- _DIRECTION_:
Give only the number of lines in the listing below that contain the string "blue", counting matches in the same case only.

** Start MATERIAL **

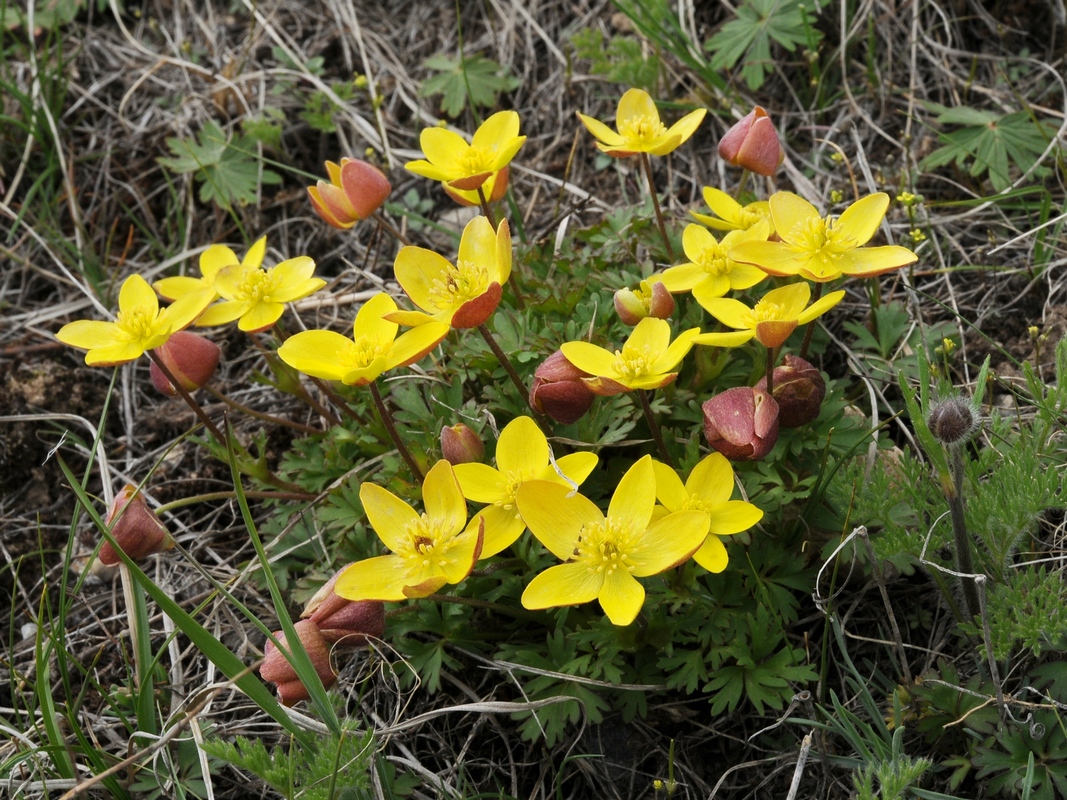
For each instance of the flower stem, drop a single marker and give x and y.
(506, 363)
(642, 395)
(387, 421)
(811, 325)
(201, 414)
(647, 162)
(965, 563)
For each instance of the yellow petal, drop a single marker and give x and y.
(381, 578)
(634, 497)
(443, 498)
(391, 517)
(563, 585)
(319, 353)
(556, 514)
(861, 220)
(522, 448)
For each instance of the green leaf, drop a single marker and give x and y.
(226, 170)
(484, 79)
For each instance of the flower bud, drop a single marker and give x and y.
(355, 191)
(953, 421)
(190, 357)
(460, 445)
(136, 529)
(340, 619)
(559, 392)
(752, 143)
(742, 424)
(647, 301)
(276, 669)
(799, 390)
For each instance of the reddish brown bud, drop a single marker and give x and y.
(752, 143)
(742, 424)
(654, 300)
(136, 529)
(799, 390)
(559, 392)
(190, 357)
(460, 445)
(276, 669)
(340, 619)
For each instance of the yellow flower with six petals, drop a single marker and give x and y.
(373, 348)
(140, 324)
(711, 272)
(605, 554)
(770, 320)
(429, 549)
(522, 456)
(466, 166)
(640, 129)
(823, 250)
(707, 489)
(460, 296)
(645, 362)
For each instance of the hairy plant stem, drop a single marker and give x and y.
(201, 414)
(508, 366)
(811, 325)
(385, 224)
(642, 395)
(258, 414)
(394, 434)
(647, 162)
(965, 561)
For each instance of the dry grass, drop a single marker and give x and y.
(106, 206)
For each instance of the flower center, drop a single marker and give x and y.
(606, 546)
(138, 322)
(646, 129)
(459, 284)
(255, 286)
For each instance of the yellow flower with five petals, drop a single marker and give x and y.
(640, 129)
(770, 320)
(707, 489)
(645, 362)
(429, 550)
(605, 554)
(139, 325)
(823, 250)
(373, 348)
(466, 166)
(522, 456)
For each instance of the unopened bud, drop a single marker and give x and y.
(136, 529)
(460, 445)
(953, 421)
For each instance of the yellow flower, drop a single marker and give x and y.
(522, 456)
(211, 261)
(707, 489)
(465, 166)
(770, 320)
(256, 297)
(605, 555)
(429, 549)
(139, 325)
(460, 296)
(730, 214)
(645, 362)
(711, 272)
(640, 129)
(372, 349)
(824, 250)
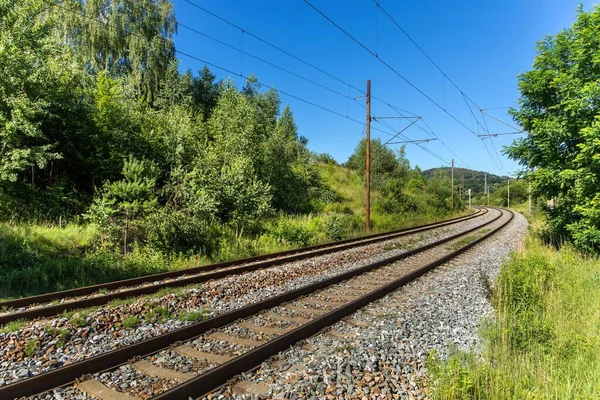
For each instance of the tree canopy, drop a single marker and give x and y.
(559, 108)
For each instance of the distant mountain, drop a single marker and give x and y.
(471, 179)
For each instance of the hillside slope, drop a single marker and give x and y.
(471, 179)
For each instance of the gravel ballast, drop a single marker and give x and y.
(103, 329)
(385, 357)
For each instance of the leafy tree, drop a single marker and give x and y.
(23, 103)
(124, 205)
(124, 38)
(384, 161)
(559, 108)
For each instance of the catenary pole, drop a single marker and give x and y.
(368, 166)
(452, 185)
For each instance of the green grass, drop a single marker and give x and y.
(13, 326)
(54, 332)
(38, 258)
(158, 314)
(30, 347)
(195, 315)
(131, 322)
(544, 341)
(467, 239)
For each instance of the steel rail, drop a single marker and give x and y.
(68, 374)
(207, 382)
(271, 259)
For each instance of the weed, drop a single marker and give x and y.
(195, 315)
(13, 326)
(159, 314)
(486, 283)
(131, 322)
(543, 341)
(80, 319)
(54, 332)
(30, 347)
(345, 347)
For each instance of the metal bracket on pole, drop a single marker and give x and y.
(402, 130)
(413, 141)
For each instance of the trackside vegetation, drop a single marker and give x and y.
(558, 109)
(114, 163)
(544, 340)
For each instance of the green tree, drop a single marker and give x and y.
(125, 38)
(384, 161)
(124, 205)
(559, 109)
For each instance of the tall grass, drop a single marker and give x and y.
(37, 258)
(544, 342)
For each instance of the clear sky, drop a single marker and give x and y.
(481, 46)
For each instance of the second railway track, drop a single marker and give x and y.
(51, 304)
(231, 343)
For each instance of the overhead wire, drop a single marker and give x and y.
(466, 98)
(230, 71)
(278, 48)
(388, 66)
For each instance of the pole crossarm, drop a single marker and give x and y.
(481, 110)
(414, 141)
(402, 130)
(397, 117)
(499, 134)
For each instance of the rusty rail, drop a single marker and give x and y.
(270, 260)
(207, 382)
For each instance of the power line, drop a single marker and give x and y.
(278, 48)
(464, 95)
(221, 68)
(389, 66)
(78, 12)
(387, 124)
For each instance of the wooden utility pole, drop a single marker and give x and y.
(529, 184)
(368, 177)
(452, 195)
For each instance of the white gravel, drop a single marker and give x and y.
(103, 333)
(387, 358)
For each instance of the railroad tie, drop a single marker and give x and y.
(247, 387)
(285, 318)
(318, 302)
(361, 324)
(234, 340)
(337, 335)
(190, 352)
(94, 388)
(353, 290)
(305, 310)
(262, 329)
(148, 368)
(340, 297)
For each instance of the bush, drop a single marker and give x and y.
(291, 231)
(174, 231)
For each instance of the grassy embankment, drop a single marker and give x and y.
(544, 341)
(38, 258)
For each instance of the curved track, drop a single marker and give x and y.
(307, 310)
(43, 305)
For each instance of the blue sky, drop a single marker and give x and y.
(481, 46)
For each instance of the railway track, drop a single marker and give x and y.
(51, 304)
(222, 347)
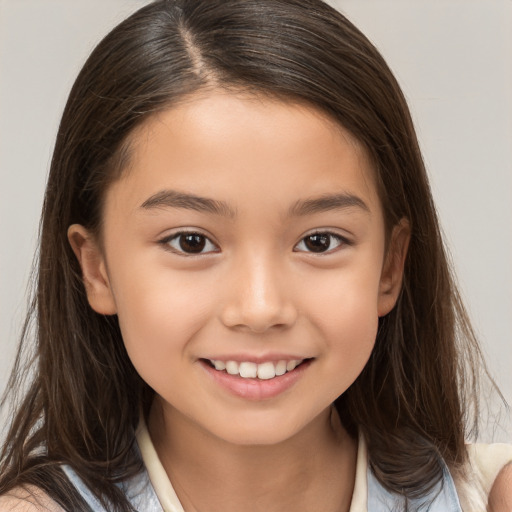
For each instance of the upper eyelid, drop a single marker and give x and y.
(184, 231)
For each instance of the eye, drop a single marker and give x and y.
(320, 242)
(190, 242)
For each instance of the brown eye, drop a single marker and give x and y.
(190, 243)
(320, 243)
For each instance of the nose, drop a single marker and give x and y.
(258, 296)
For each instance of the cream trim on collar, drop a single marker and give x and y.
(170, 502)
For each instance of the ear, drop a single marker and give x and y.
(94, 269)
(393, 268)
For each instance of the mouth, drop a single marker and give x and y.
(266, 370)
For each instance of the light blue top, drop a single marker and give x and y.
(141, 494)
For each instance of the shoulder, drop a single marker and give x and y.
(488, 460)
(500, 497)
(490, 469)
(28, 499)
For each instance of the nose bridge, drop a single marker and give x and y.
(256, 293)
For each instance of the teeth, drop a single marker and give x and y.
(232, 367)
(290, 365)
(248, 370)
(281, 368)
(219, 365)
(263, 371)
(266, 371)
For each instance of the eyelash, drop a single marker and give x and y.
(166, 242)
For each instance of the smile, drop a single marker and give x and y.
(249, 370)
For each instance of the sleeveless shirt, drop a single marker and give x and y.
(151, 490)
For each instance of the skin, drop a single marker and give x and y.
(256, 292)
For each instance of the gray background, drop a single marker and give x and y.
(452, 58)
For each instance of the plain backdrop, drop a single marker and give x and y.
(452, 57)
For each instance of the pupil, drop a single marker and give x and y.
(318, 243)
(192, 243)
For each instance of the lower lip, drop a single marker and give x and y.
(256, 389)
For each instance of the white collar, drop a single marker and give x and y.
(170, 502)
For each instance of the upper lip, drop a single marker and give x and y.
(258, 359)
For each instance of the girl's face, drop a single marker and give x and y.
(246, 233)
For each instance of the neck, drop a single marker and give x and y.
(314, 470)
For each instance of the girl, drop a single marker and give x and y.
(243, 300)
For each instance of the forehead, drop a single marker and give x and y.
(232, 144)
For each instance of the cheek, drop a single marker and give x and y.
(159, 314)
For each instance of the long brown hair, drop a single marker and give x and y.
(82, 401)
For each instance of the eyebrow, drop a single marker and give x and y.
(323, 203)
(326, 203)
(175, 199)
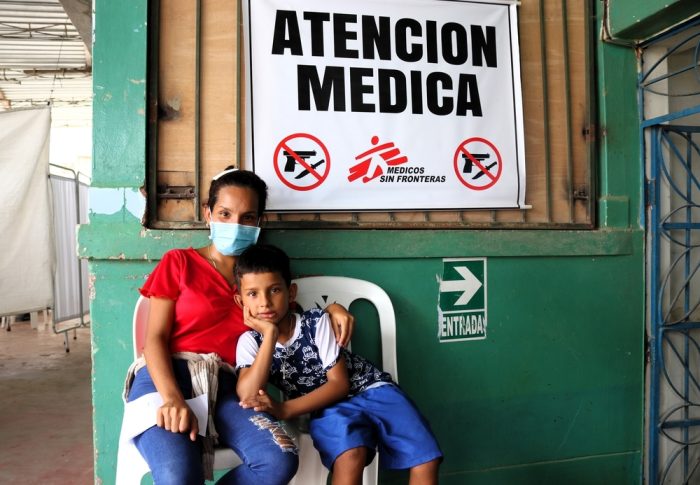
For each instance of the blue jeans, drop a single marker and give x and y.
(257, 438)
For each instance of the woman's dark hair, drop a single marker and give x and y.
(263, 258)
(239, 178)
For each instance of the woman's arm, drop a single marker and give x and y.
(252, 379)
(342, 323)
(174, 415)
(331, 392)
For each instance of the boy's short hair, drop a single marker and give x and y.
(263, 258)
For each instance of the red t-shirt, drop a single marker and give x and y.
(206, 317)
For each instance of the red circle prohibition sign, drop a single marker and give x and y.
(307, 167)
(482, 167)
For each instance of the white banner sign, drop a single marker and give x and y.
(384, 104)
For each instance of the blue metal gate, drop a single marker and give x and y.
(670, 99)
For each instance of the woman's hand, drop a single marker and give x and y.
(263, 403)
(176, 416)
(342, 323)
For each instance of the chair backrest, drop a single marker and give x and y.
(139, 324)
(320, 291)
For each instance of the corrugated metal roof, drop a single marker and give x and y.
(43, 58)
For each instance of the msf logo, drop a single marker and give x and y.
(372, 162)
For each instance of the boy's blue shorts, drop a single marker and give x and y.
(381, 417)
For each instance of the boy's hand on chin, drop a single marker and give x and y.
(261, 326)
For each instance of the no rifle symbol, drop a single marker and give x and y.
(301, 161)
(478, 163)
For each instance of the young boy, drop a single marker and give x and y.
(354, 406)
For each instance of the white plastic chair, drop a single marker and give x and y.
(320, 291)
(128, 473)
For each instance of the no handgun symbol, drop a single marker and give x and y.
(478, 163)
(301, 161)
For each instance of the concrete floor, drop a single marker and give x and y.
(45, 406)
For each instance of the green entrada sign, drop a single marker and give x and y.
(462, 300)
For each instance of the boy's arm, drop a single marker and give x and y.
(335, 389)
(253, 378)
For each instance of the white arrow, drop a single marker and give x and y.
(469, 285)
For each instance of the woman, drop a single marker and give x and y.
(194, 324)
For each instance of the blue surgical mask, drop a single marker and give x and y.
(232, 239)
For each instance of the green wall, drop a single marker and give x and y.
(636, 20)
(554, 394)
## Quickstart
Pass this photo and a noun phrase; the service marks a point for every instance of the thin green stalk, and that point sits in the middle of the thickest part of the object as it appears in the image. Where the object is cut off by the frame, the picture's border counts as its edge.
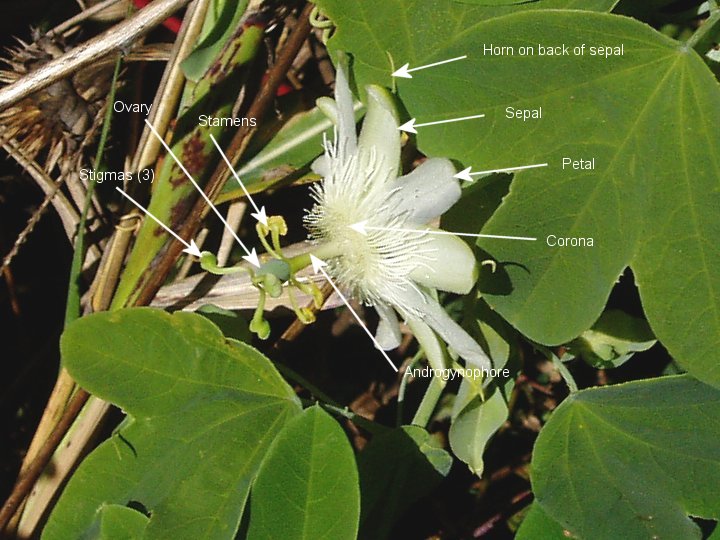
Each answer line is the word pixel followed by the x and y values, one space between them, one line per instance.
pixel 72 306
pixel 344 412
pixel 565 373
pixel 429 402
pixel 307 385
pixel 403 386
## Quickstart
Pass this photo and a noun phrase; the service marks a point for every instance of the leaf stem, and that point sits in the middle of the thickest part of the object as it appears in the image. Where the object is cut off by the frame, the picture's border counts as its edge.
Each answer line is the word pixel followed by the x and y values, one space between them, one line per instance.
pixel 701 40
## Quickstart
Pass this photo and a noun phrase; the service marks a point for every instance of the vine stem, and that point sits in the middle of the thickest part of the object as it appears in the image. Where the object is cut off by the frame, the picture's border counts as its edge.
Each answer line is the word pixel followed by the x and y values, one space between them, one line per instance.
pixel 257 110
pixel 115 39
pixel 26 482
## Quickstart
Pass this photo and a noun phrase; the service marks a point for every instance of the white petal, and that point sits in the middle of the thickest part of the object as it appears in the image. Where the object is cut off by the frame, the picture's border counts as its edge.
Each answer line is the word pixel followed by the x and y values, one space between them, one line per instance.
pixel 428 191
pixel 388 330
pixel 448 265
pixel 379 142
pixel 430 311
pixel 347 136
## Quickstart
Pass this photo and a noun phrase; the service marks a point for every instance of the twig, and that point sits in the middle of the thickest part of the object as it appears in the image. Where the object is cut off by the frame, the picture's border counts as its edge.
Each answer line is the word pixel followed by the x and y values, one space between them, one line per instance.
pixel 26 482
pixel 257 110
pixel 83 15
pixel 114 39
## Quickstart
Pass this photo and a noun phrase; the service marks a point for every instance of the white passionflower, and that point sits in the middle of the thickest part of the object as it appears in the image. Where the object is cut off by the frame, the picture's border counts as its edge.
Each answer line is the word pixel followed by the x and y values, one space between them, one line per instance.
pixel 395 271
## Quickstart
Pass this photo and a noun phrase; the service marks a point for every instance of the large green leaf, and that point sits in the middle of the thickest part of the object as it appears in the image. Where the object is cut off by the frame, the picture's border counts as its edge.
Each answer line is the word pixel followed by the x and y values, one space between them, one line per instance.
pixel 202 411
pixel 632 460
pixel 648 118
pixel 537 525
pixel 383 35
pixel 473 427
pixel 307 487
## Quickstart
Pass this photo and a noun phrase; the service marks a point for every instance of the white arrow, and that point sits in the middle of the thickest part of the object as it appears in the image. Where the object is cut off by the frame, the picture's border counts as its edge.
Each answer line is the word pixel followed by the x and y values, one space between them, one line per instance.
pixel 363 228
pixel 411 126
pixel 190 248
pixel 251 256
pixel 405 70
pixel 318 267
pixel 467 174
pixel 259 214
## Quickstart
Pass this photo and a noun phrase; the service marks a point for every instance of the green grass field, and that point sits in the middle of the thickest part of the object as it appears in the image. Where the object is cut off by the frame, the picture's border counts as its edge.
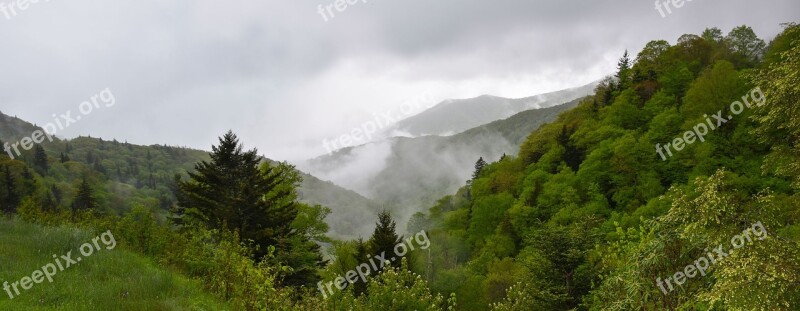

** End MATERIAL **

- _SOLUTION FOR THIS TASK_:
6